Task details: Please pull out every line of text from the entries below and reproduce it word for word, leaving the images out of your answer.

Exercise materials:
↓↓↓
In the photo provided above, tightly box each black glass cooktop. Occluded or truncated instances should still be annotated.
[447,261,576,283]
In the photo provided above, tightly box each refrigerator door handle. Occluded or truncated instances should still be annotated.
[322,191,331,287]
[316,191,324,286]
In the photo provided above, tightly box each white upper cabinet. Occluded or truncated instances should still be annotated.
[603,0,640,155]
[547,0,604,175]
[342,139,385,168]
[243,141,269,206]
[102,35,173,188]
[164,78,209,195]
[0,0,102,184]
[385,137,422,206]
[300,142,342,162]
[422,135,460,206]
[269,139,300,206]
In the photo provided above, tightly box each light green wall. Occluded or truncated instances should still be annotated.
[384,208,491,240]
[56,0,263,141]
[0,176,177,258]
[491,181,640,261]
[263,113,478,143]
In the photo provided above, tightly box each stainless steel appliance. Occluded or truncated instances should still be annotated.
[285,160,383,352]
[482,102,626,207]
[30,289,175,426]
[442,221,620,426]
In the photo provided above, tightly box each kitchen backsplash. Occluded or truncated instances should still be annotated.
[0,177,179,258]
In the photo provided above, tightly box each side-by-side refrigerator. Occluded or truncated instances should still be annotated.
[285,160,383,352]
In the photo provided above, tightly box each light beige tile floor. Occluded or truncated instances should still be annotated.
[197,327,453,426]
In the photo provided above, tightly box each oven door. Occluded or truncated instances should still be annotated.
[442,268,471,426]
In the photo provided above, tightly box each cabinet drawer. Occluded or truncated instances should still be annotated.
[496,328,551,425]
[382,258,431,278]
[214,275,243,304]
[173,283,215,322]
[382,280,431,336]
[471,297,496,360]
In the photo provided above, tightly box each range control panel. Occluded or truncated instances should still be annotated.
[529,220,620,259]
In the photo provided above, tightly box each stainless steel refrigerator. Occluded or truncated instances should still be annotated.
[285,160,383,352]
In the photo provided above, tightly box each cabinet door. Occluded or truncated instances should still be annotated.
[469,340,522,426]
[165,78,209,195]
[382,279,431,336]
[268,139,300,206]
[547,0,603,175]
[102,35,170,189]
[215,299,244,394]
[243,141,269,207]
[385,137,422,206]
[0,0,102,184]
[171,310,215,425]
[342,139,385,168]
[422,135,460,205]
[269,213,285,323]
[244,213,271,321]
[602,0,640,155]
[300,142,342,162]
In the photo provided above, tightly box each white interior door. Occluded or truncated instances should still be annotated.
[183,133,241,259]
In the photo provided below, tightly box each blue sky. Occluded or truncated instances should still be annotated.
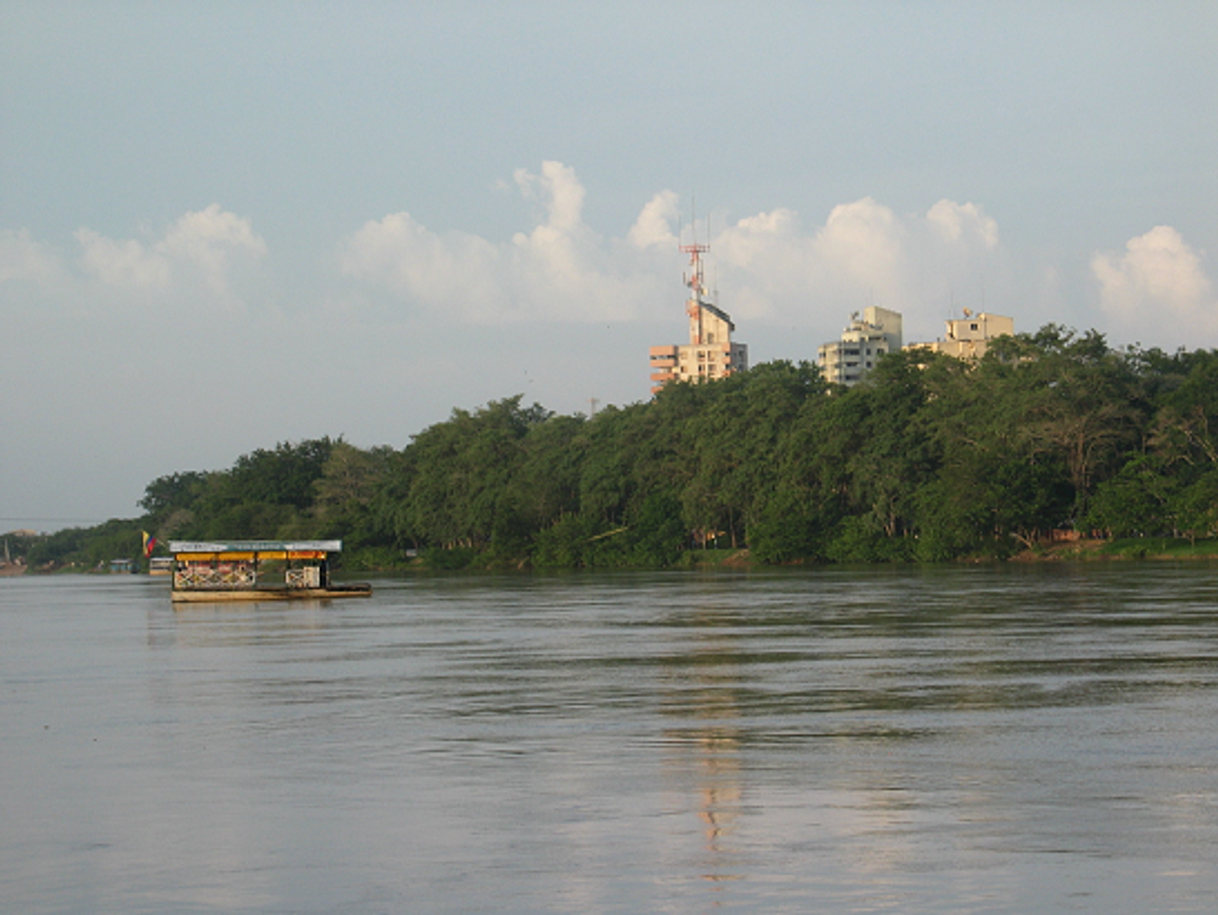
[0,0,1218,530]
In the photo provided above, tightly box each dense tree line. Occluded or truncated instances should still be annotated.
[21,325,1218,568]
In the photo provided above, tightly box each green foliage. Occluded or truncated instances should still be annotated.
[29,325,1218,569]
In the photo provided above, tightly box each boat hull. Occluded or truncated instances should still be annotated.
[169,585,373,603]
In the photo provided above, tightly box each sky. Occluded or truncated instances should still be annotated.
[0,0,1218,530]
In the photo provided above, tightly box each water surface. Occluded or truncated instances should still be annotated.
[0,563,1218,913]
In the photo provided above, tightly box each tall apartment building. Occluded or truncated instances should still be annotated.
[906,308,1015,359]
[816,305,901,386]
[649,244,749,394]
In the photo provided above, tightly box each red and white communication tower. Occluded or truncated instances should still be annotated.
[681,236,710,318]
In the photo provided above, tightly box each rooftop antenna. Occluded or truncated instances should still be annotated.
[681,197,710,308]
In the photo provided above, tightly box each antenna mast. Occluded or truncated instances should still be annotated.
[680,202,710,317]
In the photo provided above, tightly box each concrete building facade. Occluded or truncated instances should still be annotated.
[816,305,901,387]
[906,308,1015,359]
[648,244,749,394]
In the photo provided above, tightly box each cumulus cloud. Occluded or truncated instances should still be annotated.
[76,203,267,303]
[340,162,663,323]
[340,162,999,331]
[711,197,998,320]
[0,203,267,314]
[1091,225,1218,341]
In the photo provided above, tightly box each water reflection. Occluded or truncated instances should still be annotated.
[7,565,1218,914]
[661,609,744,883]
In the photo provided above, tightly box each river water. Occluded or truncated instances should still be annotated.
[0,563,1218,913]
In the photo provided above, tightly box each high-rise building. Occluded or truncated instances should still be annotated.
[816,305,901,387]
[650,236,749,394]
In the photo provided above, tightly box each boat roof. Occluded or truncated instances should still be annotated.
[169,540,342,553]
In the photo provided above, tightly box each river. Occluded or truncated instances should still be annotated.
[0,562,1218,914]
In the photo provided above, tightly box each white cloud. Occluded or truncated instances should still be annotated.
[626,190,678,250]
[76,203,267,305]
[340,162,664,323]
[1091,225,1218,345]
[341,162,999,325]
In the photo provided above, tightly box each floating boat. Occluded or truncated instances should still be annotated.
[169,540,373,603]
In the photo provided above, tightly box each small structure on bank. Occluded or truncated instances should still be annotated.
[169,540,371,602]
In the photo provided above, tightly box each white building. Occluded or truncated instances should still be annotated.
[816,305,901,386]
[906,308,1015,359]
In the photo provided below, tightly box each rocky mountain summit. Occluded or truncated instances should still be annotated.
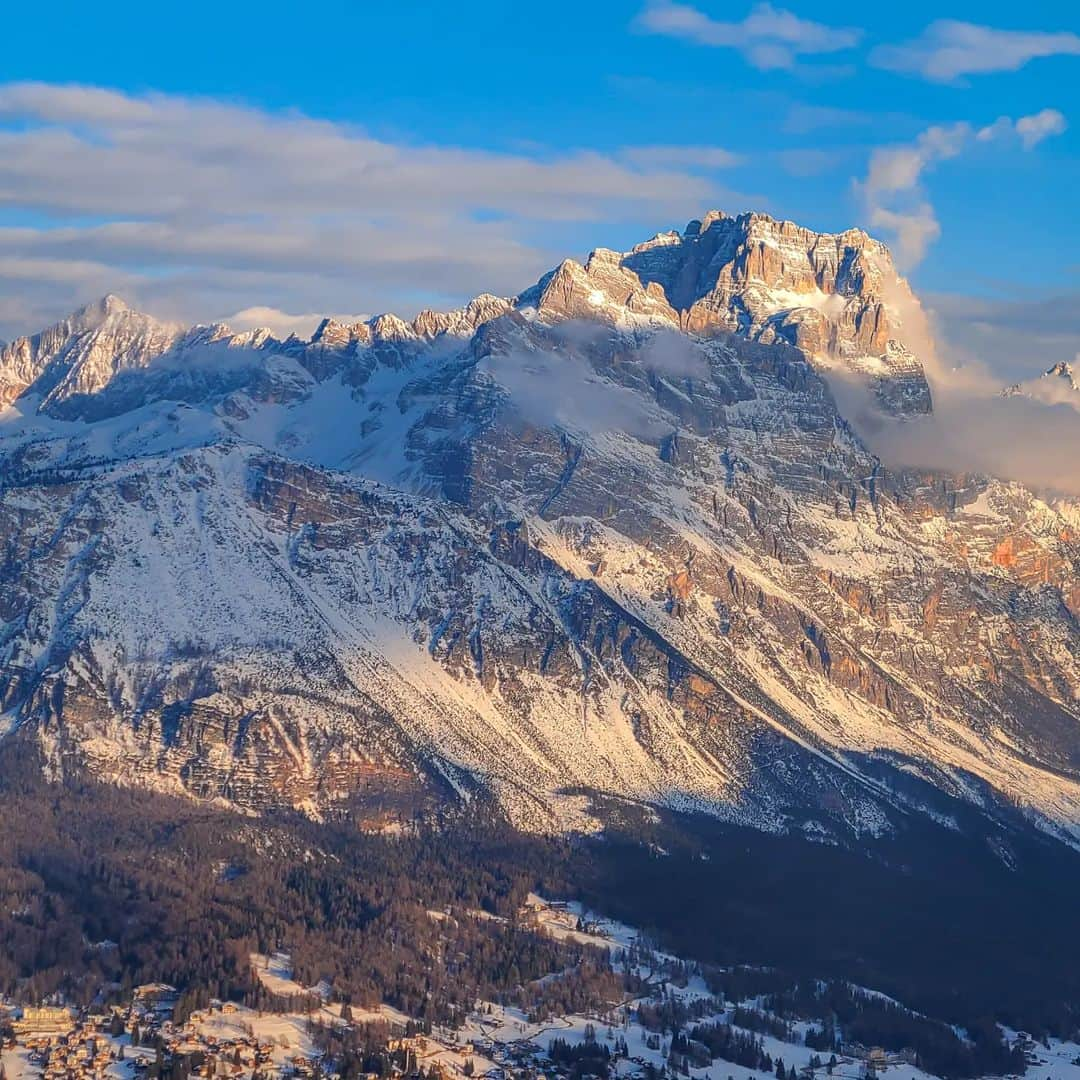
[1001,361,1080,409]
[0,214,1080,842]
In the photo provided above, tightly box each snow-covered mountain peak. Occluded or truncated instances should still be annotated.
[1001,360,1080,410]
[0,214,1080,841]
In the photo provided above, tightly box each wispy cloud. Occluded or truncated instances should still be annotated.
[619,145,744,168]
[856,109,1067,270]
[0,83,734,336]
[869,18,1080,82]
[634,0,862,71]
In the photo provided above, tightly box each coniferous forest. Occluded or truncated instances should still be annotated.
[0,742,1080,1077]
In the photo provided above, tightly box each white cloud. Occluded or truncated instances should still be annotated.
[225,307,369,338]
[870,18,1080,82]
[856,109,1066,270]
[1016,109,1067,150]
[634,0,862,71]
[0,83,732,336]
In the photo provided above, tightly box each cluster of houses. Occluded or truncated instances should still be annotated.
[0,984,318,1080]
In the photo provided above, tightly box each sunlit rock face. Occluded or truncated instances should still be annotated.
[0,208,1080,841]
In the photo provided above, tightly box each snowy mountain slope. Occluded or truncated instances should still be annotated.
[0,215,1080,840]
[1001,361,1080,411]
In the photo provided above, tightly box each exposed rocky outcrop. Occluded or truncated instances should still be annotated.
[0,215,1080,839]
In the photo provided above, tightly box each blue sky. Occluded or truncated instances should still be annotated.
[0,0,1080,380]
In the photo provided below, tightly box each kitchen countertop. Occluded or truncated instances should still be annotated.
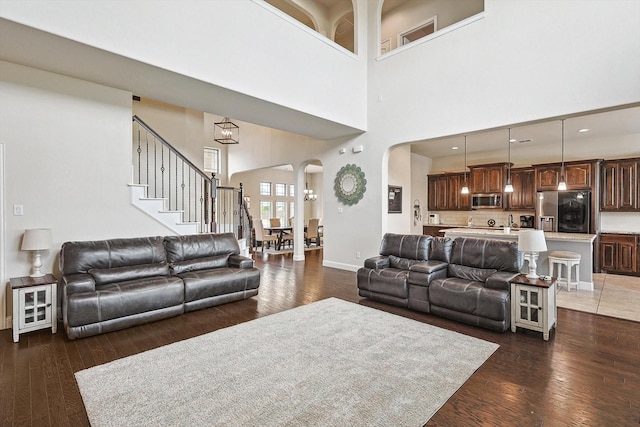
[442,227,596,242]
[598,230,640,235]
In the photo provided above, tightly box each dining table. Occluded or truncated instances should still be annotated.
[264,226,293,250]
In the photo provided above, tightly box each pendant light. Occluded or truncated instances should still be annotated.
[460,135,469,194]
[558,119,567,191]
[504,128,513,193]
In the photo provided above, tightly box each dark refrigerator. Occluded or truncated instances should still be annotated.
[536,191,591,234]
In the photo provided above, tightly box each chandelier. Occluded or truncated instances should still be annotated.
[213,117,240,144]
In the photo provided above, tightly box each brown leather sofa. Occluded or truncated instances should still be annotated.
[59,233,260,339]
[357,234,523,332]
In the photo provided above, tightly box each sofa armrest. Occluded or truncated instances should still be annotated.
[60,273,96,295]
[364,255,389,270]
[229,254,253,268]
[484,271,520,291]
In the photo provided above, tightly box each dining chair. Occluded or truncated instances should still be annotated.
[304,218,320,246]
[253,219,278,252]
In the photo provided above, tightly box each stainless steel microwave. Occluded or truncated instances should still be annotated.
[471,193,502,209]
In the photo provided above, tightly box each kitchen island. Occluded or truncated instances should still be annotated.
[442,227,596,291]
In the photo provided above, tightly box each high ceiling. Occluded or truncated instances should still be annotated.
[411,105,640,158]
↑↑↑
Written solution:
In the photo provided above, tightly box each black glass cooktop. Occluded or truncated instances should still be annotated.
[447,261,576,283]
In the photo provided above, tightly box each refrigerator door handle. Occluded or truncated instances should still be annotated.
[322,191,331,287]
[316,191,324,286]
In the photo provided above, tightly box each white upper cabinet. Occluded or truncated instances should still be annotated.
[603,0,640,155]
[547,0,604,175]
[342,139,385,168]
[243,141,269,206]
[102,35,173,188]
[164,78,209,195]
[0,0,102,184]
[385,137,422,206]
[300,142,342,162]
[422,135,460,206]
[269,139,300,206]
In the photo provided above, tightly box each light green wall. Occluded or truncated instances should still be annotated.
[384,208,491,240]
[56,0,263,141]
[0,176,177,258]
[491,181,640,261]
[263,113,478,143]
In the photo provided above, tightly box each stainless steel appliance. Occluded or truncated instances should still be annotated.
[285,160,383,352]
[482,102,626,207]
[30,289,175,426]
[442,221,620,426]
In the photo provided above, tightly box each kitchen backsplash. Occluded or truncated instances should still be annotated.
[0,177,179,258]
In the photo provided above, tightly box each side-by-side refrigerator. Occluded or truncated instances should still be annotated.
[285,160,383,352]
In the photo provided above, tightly box each light beige tile floor. Occluded or truncated instances should still be annotated.
[197,327,453,426]
In the photo provided above, tightly box each oven door. Occluded or truncated instances should still be annotated.
[442,268,471,426]
In the photo provided above, tightly box each cabinet drawer. Occluded or truncated instances should still be annotated.
[496,328,551,425]
[382,258,431,278]
[214,275,243,304]
[173,283,215,322]
[382,280,431,336]
[471,297,496,360]
In the photo provided above, tightly box each range control panel. Occluded or truncated instances should still be annotated.
[529,220,620,259]
In the photo provided above, tightly box each stainless steel refrigerator. Occluded or truncated instances should still be annotated.
[285,160,383,352]
In the photo provided above, tightly box each cabinet door. Occluded or truncated instances should still be annotated.
[469,340,522,426]
[165,78,209,195]
[382,279,431,336]
[268,139,300,206]
[547,0,603,175]
[102,35,170,189]
[215,299,244,394]
[243,141,269,207]
[385,137,422,206]
[0,0,102,184]
[171,310,215,425]
[342,139,385,168]
[422,135,460,205]
[269,213,285,323]
[244,213,271,321]
[602,0,640,155]
[300,142,342,162]
In the photo provided above, tightly box each white interior door. Occluded or truncated instances should still be annotated.
[183,133,241,259]
In the photo provided below, tightly box each blue sky. Occluded or truncated instances should still be annotated.
[0,0,1218,530]
In the photo provided above, tightly box each dense tree line. Occluded or truncated instances should still be annotated.
[21,325,1218,568]
In the photo provided above, tightly box each green foliage. Occluded or truncated instances should still be annotated.
[29,325,1218,569]
In the photo provided above, tightly box each boat hull. Occluded or truncated instances should still be annotated.
[169,585,373,603]
In the photo provided above, tightly box each sky. Occluded or truncated instances should still be annotated.
[0,0,1218,530]
In the photo provided above, tightly box each water surface. Occluded or truncated instances should still be annotated.
[0,563,1218,913]
In the photo provided above, tightly box each tall apartment building. Occluded or truncated instances should still be annotated.
[906,308,1015,359]
[816,305,901,386]
[649,244,749,394]
In the photo provided above, tightly box each red and white communication tower. Occluded or truncated instances should still be annotated.
[681,236,710,318]
In the photo provided above, tightly box each rooftop antenna. Occluded or truncated instances should still be annotated.
[681,197,710,308]
In the photo provided above, tightly box each antenna mast. Occluded or truncated instances should still be annotated.
[680,202,710,317]
In the photo provided above, tightly box each concrete building facade. Occluded or truncated instances should still be annotated.
[816,305,901,387]
[906,308,1015,359]
[648,244,749,394]
In the photo provided above, tightly box each cumulus cloud. Occluded or truncated instances should still be annotated.
[76,203,267,303]
[340,162,663,323]
[340,162,999,331]
[711,197,998,320]
[0,203,267,314]
[1091,225,1218,341]
In the photo provided above, tightly box each water reflection. Occluded or truncated instances should still be annotated.
[7,565,1218,914]
[661,609,744,883]
In the photo provided above, tightly box each river water. Occluded or truncated instances should still be annotated.
[0,563,1218,913]
In the photo provided above, tightly box each high-rise building. Occluded or truncated instances should still be annotated.
[816,305,901,387]
[650,236,749,394]
In the photo provided above, tightly box each boat roof. Occluded or truncated instances should still be annotated.
[169,540,342,553]
In the photo provided above, tightly box each river. Occluded or truncated instances should still be annotated.
[0,562,1218,914]
In the photo provided above, tightly box each white cloud. Occluded or truncated instances should still be annotated.
[626,190,678,250]
[76,203,267,305]
[340,162,664,323]
[1091,225,1218,345]
[341,162,999,325]
In the photo provided above, tightly box each floating boat. Occluded or truncated instances should still be annotated.
[169,540,373,603]
In the photo provided above, tightly box each small structure on bank. Occluded or truncated instances should still be annotated.
[169,540,371,602]
In the photo provided above, tightly box each white building. Occluded or truncated instances should still be annotated.
[816,305,901,386]
[906,308,1015,359]
In the photo provided below, tightly box each rocky mountain summit. Occluded or truncated instances should still be annotated.
[1001,361,1080,409]
[0,214,1080,842]
In the photo provided above, tightly box each snow-covered mountain peak. Occluded or truncated instances should still be annotated.
[1001,360,1080,410]
[0,214,1080,841]
In the photo provided above, tightly box each wispy cloud. Occluded or truncated instances should still be annotated.
[619,145,744,168]
[856,109,1067,270]
[0,83,734,336]
[869,18,1080,82]
[634,0,862,71]
In the photo provided above, tightly box each coniferous forest. Occluded or truncated instances should still be annotated.
[0,742,1080,1077]
In the photo provided above, tightly box each white cloud. Occluded or truncated instances should still be annotated.
[225,307,369,338]
[870,18,1080,82]
[856,109,1066,270]
[1016,109,1067,150]
[634,0,862,71]
[0,83,732,336]
In the photo provided above, tightly box each cluster of houses. Occluded or truncated instances should still be annotated.
[0,984,318,1080]
In the photo provided above, tightly box each sunlit rock face. Occluded or truncated instances should still be annotated.
[0,208,1080,841]
In the photo provided above, tightly box each snowy mountain slope. Occluded or truncated instances should still be annotated.
[0,215,1080,840]
[1001,361,1080,411]
In the photo provided above, tightly box each exposed rocky outcrop. Occluded or truncated instances should still be annotated.
[0,215,1080,839]
In the photo provided above, tightly box each blue sky. Occluded or truncated instances should still be annotated.
[0,0,1080,380]
In the photo provided below, tightly box each kitchen countertop. Occluded or truncated instances should still be annotated.
[442,227,596,242]
[598,230,640,235]
In the photo provided above, tightly box each dining table. Occluded or truncated instances should still be annotated.
[264,226,293,250]
In the photo provided above, tightly box each pendant light. Occluded or truncated instances should still be annotated.
[460,135,469,194]
[558,119,567,191]
[504,128,513,193]
In the photo provided above, tightly box each dark refrigerator. Occluded or truncated instances should still be annotated.
[536,191,591,234]
In the photo provided above, tightly box each chandelier. Occluded or truncated instances should still be annotated.
[213,117,240,144]
In the photo provided above, tightly box each brown leather sofa. Occluded or truncated instances should still be annotated.
[59,233,260,339]
[357,234,523,332]
In the photo provided above, tightly box each sofa armrest. Occluded or truncated instances should still be annotated.
[60,273,96,295]
[364,255,389,270]
[229,254,253,268]
[484,271,520,291]
In the photo provided above, tightly box each dining chair. Occluded or truncated instances should still be annotated.
[304,218,320,246]
[253,219,278,252]
In the photo provided above, tightly box each stainless steel microwave. Occluded or truncated instances should still be annotated.
[471,193,502,209]
In the photo provided above, tightly box each kitchen island. Occluded or truncated instances should still be annotated.
[442,227,596,291]
In the photo provided above, tightly box each high ceiling. Occluded or truncated instances should still be annotated.
[411,105,640,158]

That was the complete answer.